>> BEGIN

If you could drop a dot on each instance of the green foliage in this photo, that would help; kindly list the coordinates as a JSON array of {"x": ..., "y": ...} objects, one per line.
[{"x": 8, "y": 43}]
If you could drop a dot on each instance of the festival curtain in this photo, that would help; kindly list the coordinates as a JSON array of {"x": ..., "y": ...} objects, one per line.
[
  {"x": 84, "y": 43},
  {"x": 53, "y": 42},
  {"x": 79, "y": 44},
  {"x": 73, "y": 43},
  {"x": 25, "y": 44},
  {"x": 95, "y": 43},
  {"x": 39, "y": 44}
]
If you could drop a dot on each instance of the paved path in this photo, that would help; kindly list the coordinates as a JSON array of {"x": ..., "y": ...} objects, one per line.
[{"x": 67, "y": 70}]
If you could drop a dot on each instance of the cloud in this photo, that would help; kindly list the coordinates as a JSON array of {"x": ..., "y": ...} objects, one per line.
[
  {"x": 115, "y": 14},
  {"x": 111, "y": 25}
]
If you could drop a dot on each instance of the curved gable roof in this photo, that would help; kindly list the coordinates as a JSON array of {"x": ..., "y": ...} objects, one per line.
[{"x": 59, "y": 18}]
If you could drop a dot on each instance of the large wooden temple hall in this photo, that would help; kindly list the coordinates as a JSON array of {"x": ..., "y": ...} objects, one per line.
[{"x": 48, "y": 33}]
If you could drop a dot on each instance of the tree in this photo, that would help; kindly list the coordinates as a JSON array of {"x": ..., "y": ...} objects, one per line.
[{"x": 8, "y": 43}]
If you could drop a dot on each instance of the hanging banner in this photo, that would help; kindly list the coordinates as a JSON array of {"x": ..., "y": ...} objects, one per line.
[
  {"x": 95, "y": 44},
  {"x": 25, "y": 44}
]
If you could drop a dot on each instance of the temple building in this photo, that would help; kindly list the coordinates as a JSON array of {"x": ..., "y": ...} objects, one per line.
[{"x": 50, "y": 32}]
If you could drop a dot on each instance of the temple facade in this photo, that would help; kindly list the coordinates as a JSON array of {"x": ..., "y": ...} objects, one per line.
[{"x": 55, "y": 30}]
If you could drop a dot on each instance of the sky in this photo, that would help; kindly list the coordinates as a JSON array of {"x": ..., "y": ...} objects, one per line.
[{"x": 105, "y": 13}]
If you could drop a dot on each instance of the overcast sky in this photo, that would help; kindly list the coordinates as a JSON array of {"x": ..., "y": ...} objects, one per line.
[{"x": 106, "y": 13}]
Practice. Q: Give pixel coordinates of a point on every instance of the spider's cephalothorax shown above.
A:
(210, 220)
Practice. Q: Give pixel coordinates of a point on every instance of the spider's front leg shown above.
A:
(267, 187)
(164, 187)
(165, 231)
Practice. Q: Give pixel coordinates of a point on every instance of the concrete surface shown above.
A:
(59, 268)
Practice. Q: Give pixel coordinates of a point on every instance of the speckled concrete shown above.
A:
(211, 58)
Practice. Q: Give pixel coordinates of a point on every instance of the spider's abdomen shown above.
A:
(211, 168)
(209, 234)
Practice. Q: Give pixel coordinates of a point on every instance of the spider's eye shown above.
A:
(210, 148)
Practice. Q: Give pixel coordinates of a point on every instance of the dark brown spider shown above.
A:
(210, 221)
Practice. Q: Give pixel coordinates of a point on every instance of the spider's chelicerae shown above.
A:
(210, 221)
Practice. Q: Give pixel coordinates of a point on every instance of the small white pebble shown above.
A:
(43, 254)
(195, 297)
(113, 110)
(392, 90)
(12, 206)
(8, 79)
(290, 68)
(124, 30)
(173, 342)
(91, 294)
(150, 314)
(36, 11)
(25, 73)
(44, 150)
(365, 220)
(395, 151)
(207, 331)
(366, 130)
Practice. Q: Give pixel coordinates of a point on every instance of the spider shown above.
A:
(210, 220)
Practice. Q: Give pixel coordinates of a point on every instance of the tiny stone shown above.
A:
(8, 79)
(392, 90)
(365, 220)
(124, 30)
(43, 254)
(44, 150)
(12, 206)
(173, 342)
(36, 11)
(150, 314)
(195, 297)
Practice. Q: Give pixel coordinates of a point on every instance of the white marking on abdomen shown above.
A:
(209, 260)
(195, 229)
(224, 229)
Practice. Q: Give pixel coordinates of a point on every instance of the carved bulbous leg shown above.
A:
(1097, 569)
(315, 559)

>> END

» **Task brief**:
Can you turn all of the material above into a Markdown table with the columns Row and Line, giving each line its own numbered row and leaving out blank lines?

» **The result**:
| Row | Line |
|---|---|
| 1 | If you could drop a dot on each instance of the green foliage in this photo, that would help; kindly list the coordinates as a JSON array of {"x": ..., "y": ...} objects, one per line. |
| 2 | [{"x": 8, "y": 43}] |
| 3 | If you could drop a dot on each instance of the festival curtain in this photo, that would help; kindly list the coordinates as a JSON array of {"x": ..., "y": ...} objects, one per line. |
| 4 | [ |
| 5 |   {"x": 84, "y": 43}, |
| 6 |   {"x": 53, "y": 42}, |
| 7 |   {"x": 79, "y": 44}, |
| 8 |   {"x": 73, "y": 43}, |
| 9 |   {"x": 25, "y": 44}, |
| 10 |   {"x": 95, "y": 43}, |
| 11 |   {"x": 39, "y": 44} |
| 12 | ] |
| 13 | If you could drop a dot on each instance of the paved path in this photo, that would help; kindly list the coordinates as a JSON array of {"x": ..., "y": ...} objects, one per line. |
| 14 | [{"x": 67, "y": 70}] |
| 15 | If you could drop a dot on each instance of the cloud in this photo, that would help; kindly list the coordinates as a JSON array of {"x": ..., "y": ...} objects, one per line. |
| 16 | [ |
| 17 |   {"x": 115, "y": 14}, |
| 18 |   {"x": 111, "y": 25} |
| 19 | ] |
| 20 | If you could drop a dot on each instance of the curved gable roof in this photo, that would help; kindly list the coordinates as a JSON array of {"x": ..., "y": ...} objects, one per line. |
| 21 | [{"x": 59, "y": 18}] |
| 22 | If you could drop a dot on each instance of the large wooden temple hall in this photo, that would help; kindly list the coordinates as a JSON array of {"x": ..., "y": ...} objects, one per line. |
| 23 | [{"x": 48, "y": 33}] |
| 24 | If you could drop a dot on each instance of the tree in this photo, that would help; kindly list the coordinates as a JSON array of {"x": ..., "y": ...} objects, one per line. |
| 25 | [{"x": 8, "y": 43}] |
| 26 | If you could drop a dot on each instance of the hanging banner in this photo, that would help; kindly list the coordinates as a JSON array of {"x": ..., "y": ...} objects, one per line. |
| 27 | [ |
| 28 |   {"x": 95, "y": 44}, |
| 29 |   {"x": 25, "y": 44} |
| 30 | ] |
| 31 | If you could drop a dot on each instance of the temple building in this photo, that would help; kindly list the coordinates as a JSON array of {"x": ..., "y": ...} objects, one per line. |
| 32 | [{"x": 50, "y": 32}] |
| 33 | If you could drop a dot on each instance of the temple facade in this photo, that would help; kindly list the coordinates as a JSON array of {"x": ..., "y": ...} objects, one per line. |
| 34 | [{"x": 55, "y": 30}] |
| 35 | If you could drop a dot on each instance of the sky in this photo, that would help; kindly list the coordinates as a JSON array of {"x": ..., "y": ...} objects, one per line. |
| 36 | [{"x": 105, "y": 13}] |
| 37 | If you could drop a dot on each instance of the overcast sky in this photo, that would help; kindly list the coordinates as a JSON array of {"x": ..., "y": ...} objects, one per line. |
| 38 | [{"x": 106, "y": 13}] |
| 39 | Practice. Q: Give pixel coordinates of a point on every instance of the spider's cephalothorax shown above. |
| 40 | A: |
| 41 | (210, 220) |
| 42 | Practice. Q: Give pixel coordinates of a point on every instance of the spider's front leg shown above. |
| 43 | A: |
| 44 | (267, 187) |
| 45 | (164, 187) |
| 46 | (165, 231) |
| 47 | Practice. Q: Give pixel coordinates of a point on every instance of the concrete surface shown above. |
| 48 | A: |
| 49 | (59, 268) |
| 50 | Practice. Q: Give pixel coordinates of a point on every instance of the speckled concrete shown above. |
| 51 | A: |
| 52 | (211, 58) |
| 53 | Practice. Q: Give pixel coordinates of a point on every instance of the spider's abdomen shown above. |
| 54 | A: |
| 55 | (211, 168) |
| 56 | (209, 234) |
| 57 | Practice. Q: Give pixel coordinates of a point on every instance of the spider's eye shown above. |
| 58 | A: |
| 59 | (210, 148) |
| 60 | Practice. Q: Give pixel coordinates of a point on every instance of the dark brown spider shown above. |
| 61 | A: |
| 62 | (210, 221) |
| 63 | Practice. Q: Give pixel coordinates of a point on every instance of the spider's chelicerae shown above. |
| 64 | A: |
| 65 | (210, 221) |
| 66 | Practice. Q: Give pixel coordinates of a point on every instance of the small white pebble shown above. |
| 67 | A: |
| 68 | (43, 254) |
| 69 | (195, 297) |
| 70 | (113, 110) |
| 71 | (392, 90) |
| 72 | (12, 206) |
| 73 | (8, 79) |
| 74 | (290, 68) |
| 75 | (124, 30) |
| 76 | (173, 342) |
| 77 | (91, 294) |
| 78 | (150, 314) |
| 79 | (36, 11) |
| 80 | (25, 73) |
| 81 | (44, 150) |
| 82 | (365, 220) |
| 83 | (395, 151) |
| 84 | (207, 331) |
| 85 | (366, 130) |
| 86 | Practice. Q: Give pixel coordinates of a point on every instance of the spider shown above. |
| 87 | A: |
| 88 | (210, 220) |
| 89 | Practice. Q: Give pixel coordinates of a point on every instance of the tiny stone shown above. |
| 90 | A: |
| 91 | (8, 79) |
| 92 | (392, 90) |
| 93 | (365, 220) |
| 94 | (124, 30) |
| 95 | (43, 254) |
| 96 | (44, 150) |
| 97 | (12, 206) |
| 98 | (173, 342) |
| 99 | (36, 11) |
| 100 | (150, 314) |
| 101 | (195, 297) |
| 102 | Practice. Q: Give pixel coordinates of a point on every instance of the white marking on abdomen shown above. |
| 103 | A: |
| 104 | (209, 260) |
| 105 | (195, 229) |
| 106 | (224, 229) |
| 107 | Practice. Q: Give pixel coordinates of a point on every instance of the carved bulbous leg shown above. |
| 108 | A: |
| 109 | (1097, 569) |
| 110 | (315, 559) |